### Your task:
Rescale the part of the records that opens with the line containing "water in the photo above." and closes with the line containing "shoreline grass in the photo above.". Rewrite only those lines, requests included, with every coordinate in the answers multiplied by 0.45 and rounded to a whole number, halves rounded up.

### Source material:
= = = = = = =

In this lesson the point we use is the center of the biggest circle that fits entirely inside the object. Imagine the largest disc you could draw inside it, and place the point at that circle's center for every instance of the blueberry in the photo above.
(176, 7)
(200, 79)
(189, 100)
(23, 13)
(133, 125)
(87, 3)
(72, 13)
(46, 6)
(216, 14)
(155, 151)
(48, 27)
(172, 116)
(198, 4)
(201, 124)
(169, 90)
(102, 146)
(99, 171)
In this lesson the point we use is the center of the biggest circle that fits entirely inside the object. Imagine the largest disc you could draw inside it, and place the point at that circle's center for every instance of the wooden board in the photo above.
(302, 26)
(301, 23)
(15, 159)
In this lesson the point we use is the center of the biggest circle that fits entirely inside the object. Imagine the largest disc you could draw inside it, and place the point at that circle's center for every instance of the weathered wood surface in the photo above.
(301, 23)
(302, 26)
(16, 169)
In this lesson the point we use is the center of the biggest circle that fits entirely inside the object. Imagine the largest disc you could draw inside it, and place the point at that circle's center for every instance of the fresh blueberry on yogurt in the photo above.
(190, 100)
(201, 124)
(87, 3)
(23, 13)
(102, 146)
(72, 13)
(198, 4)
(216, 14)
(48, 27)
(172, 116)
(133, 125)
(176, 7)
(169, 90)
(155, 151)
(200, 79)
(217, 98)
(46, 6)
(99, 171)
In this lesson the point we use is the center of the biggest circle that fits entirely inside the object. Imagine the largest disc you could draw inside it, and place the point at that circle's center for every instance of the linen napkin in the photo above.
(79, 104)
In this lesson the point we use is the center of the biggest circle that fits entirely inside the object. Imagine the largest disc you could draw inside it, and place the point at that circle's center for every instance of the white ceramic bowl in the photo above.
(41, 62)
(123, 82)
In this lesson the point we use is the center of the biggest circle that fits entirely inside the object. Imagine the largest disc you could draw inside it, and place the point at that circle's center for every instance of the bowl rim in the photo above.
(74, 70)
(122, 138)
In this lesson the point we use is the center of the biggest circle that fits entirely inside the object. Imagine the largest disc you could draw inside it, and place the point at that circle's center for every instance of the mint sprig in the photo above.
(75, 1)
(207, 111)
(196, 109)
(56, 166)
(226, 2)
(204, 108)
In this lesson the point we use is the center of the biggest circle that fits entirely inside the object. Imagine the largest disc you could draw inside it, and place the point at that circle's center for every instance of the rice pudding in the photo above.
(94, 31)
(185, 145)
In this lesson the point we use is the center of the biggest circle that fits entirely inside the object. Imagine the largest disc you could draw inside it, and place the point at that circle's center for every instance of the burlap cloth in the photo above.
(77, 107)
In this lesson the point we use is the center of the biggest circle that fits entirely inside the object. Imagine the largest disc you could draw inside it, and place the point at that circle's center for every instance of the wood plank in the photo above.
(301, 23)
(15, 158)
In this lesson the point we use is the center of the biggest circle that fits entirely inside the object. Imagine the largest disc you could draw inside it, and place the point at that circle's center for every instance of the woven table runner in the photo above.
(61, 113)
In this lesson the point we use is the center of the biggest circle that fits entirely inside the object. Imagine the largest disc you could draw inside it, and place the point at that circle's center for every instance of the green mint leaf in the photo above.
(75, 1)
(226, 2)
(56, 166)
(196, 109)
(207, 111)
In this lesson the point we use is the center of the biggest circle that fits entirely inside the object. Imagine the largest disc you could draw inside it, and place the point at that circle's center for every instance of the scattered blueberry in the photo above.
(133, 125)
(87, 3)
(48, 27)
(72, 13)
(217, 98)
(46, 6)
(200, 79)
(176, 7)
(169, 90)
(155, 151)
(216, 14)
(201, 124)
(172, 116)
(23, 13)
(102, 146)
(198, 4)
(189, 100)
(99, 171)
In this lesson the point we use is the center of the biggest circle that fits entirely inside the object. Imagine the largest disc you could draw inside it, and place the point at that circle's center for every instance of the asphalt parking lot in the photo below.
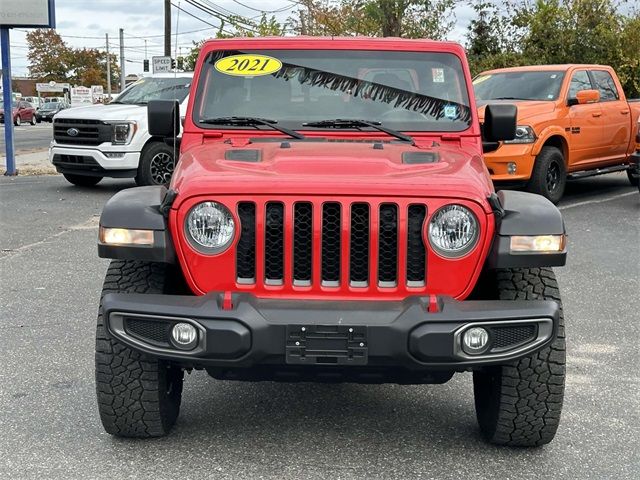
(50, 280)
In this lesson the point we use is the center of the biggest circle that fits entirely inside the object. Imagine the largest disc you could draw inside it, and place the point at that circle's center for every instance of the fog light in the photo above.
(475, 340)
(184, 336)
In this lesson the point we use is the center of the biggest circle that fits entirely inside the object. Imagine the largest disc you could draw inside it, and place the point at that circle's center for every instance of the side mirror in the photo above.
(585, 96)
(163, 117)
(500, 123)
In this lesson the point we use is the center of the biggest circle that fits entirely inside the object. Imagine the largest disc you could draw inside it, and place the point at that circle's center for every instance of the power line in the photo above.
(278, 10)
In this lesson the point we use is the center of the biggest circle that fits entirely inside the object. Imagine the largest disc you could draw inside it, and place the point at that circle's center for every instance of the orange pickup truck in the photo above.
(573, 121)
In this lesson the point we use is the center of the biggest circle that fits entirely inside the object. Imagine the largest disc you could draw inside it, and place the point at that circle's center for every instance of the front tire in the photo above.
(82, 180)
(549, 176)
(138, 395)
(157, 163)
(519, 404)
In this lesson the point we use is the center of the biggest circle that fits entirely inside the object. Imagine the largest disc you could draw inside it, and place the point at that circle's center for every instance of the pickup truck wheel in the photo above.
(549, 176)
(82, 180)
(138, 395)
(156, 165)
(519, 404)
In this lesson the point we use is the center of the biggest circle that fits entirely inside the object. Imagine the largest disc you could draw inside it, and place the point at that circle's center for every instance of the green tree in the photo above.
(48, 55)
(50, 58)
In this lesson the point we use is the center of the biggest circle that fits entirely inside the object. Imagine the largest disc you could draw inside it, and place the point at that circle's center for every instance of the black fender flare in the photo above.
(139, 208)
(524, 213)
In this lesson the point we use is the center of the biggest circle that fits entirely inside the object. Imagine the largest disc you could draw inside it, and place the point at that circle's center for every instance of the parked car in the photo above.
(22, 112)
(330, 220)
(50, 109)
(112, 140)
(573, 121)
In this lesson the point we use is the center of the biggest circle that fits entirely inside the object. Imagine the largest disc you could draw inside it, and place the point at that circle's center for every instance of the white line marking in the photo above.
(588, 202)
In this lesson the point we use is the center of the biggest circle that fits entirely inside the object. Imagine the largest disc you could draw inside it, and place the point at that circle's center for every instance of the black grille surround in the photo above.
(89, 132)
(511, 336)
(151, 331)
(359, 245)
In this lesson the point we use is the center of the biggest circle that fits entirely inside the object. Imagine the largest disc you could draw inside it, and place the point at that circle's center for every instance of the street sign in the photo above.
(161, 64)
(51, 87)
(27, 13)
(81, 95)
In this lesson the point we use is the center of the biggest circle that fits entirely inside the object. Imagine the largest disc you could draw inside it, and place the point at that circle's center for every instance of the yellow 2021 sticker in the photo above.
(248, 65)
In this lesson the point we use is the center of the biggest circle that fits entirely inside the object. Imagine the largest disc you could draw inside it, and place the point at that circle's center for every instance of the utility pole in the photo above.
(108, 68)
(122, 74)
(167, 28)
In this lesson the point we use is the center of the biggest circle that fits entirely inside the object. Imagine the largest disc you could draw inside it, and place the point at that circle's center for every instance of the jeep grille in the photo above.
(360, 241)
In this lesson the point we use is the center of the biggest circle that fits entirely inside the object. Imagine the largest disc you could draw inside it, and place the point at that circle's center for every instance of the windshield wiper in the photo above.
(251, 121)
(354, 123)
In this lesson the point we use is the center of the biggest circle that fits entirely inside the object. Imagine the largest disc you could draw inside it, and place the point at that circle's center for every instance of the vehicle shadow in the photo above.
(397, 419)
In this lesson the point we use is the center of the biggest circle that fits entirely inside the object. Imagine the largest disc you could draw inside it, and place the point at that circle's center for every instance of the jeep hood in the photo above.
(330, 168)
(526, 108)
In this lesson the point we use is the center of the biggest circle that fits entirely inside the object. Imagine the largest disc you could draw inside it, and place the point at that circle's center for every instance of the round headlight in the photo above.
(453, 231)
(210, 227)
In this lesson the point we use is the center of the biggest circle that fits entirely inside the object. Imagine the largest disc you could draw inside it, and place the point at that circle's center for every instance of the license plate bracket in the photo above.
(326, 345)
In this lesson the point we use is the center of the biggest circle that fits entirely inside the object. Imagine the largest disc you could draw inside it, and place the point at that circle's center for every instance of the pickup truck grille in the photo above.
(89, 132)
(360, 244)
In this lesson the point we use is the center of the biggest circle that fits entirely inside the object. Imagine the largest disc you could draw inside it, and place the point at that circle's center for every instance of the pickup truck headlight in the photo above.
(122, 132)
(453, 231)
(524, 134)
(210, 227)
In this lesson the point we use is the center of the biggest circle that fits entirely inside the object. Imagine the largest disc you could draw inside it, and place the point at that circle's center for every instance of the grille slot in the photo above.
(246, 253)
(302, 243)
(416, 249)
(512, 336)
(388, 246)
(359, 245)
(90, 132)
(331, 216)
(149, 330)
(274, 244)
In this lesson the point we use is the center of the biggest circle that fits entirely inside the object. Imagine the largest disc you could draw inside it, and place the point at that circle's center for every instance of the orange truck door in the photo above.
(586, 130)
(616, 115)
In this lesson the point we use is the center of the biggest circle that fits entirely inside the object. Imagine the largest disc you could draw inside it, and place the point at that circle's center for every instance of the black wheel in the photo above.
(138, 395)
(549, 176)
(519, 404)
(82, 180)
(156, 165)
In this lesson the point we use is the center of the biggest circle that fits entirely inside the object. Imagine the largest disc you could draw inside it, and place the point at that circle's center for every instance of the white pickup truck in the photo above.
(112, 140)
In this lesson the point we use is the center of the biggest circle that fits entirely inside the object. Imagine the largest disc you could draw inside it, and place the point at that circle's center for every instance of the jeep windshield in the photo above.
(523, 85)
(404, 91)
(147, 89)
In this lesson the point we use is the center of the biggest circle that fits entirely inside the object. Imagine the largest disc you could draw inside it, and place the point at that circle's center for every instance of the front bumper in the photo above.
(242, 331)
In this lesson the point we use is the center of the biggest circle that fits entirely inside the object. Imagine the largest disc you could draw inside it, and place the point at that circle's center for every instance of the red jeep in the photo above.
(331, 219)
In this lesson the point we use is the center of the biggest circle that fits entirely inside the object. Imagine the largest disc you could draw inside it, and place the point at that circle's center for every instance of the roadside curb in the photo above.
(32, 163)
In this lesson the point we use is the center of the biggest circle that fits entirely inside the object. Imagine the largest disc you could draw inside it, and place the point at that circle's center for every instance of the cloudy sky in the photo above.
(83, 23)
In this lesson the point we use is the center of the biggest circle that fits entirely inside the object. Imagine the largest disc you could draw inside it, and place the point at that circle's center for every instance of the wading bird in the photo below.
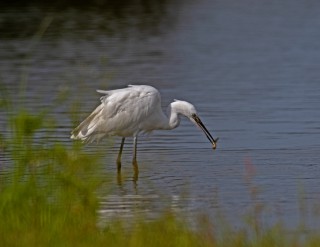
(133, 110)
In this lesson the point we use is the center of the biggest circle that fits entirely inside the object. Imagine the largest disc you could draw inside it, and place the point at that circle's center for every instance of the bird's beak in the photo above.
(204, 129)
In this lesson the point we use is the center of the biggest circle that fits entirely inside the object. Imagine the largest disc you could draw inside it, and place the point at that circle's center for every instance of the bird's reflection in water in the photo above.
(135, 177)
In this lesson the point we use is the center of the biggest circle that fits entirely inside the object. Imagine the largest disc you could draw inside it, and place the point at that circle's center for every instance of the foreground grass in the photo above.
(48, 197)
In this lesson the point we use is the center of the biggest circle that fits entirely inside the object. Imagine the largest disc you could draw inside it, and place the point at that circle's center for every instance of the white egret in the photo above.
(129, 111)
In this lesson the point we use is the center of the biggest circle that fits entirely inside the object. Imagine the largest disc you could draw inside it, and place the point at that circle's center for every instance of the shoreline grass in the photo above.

= = = = = = =

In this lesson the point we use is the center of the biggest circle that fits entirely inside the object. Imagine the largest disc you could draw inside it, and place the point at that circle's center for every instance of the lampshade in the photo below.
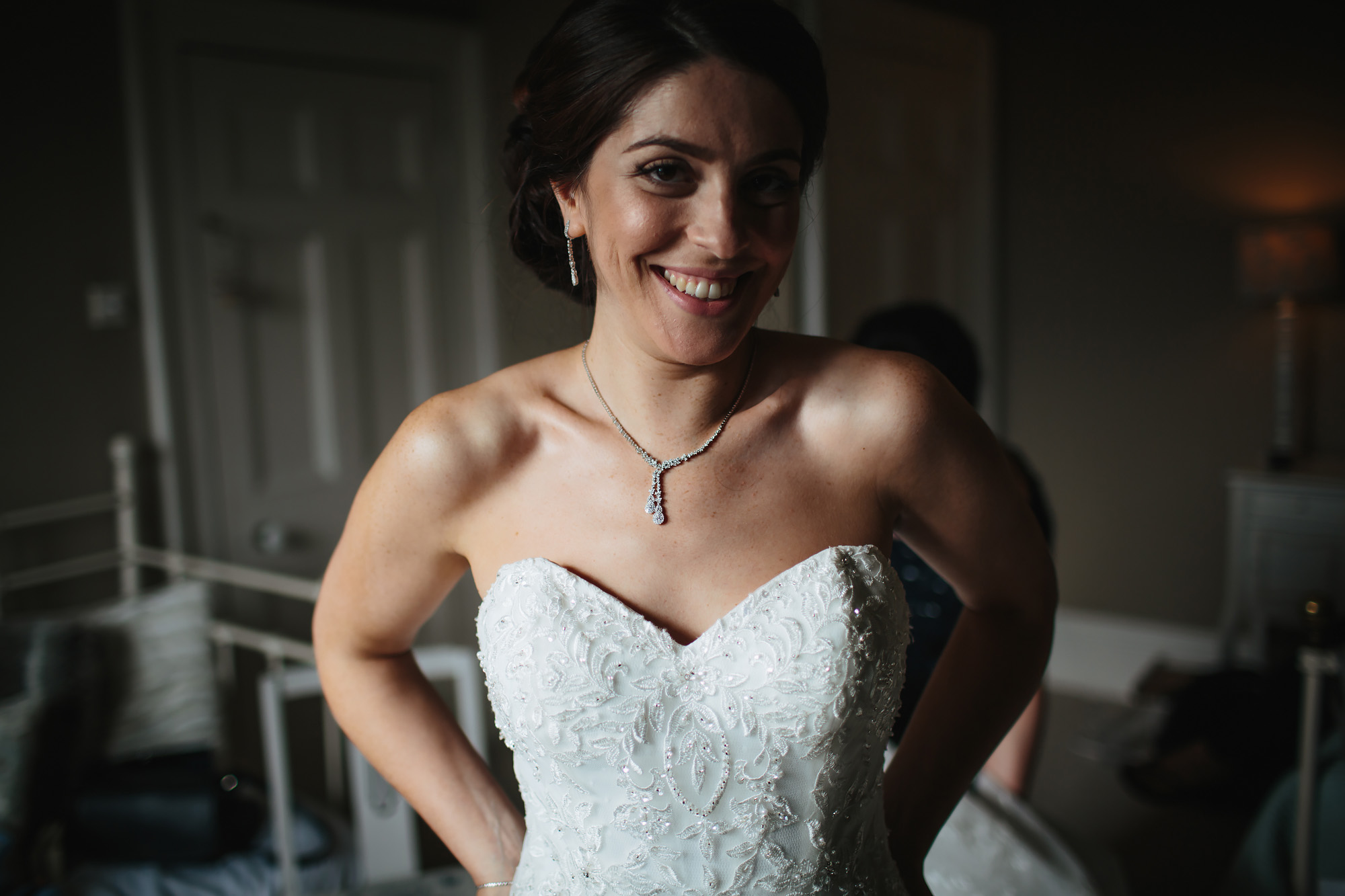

= = = = = = =

### Expected output:
In this lesson the point we use is the center of the biggest circle that fits entirely inside the object. Imagine the largest disc you could draw inside it, and place the point at that circle's center for every instance of the bird's reflection in water in the photo above.
(61, 80)
In this lesson the point we use is the center of the biggest circle that fits entirely inside the object. Imagine the largest disc you could draw inside it, and place the point at that circle's center for every instance of the foreground grass in the photo above.
(22, 89)
In this lesson the point we use is the center of the biggest circle that fits entirely inside the object. Imagine the largest disc you could draw inside it, and place the point at that circle's center for every instance of the white egret in the photo above.
(58, 50)
In this lesson the point we use is the center of the biggest circle that fits entirely inside the object. Imagine the largest disc you could draw inside it, and place the point at that circle's center for every instance of the shoreline grass in the photo above.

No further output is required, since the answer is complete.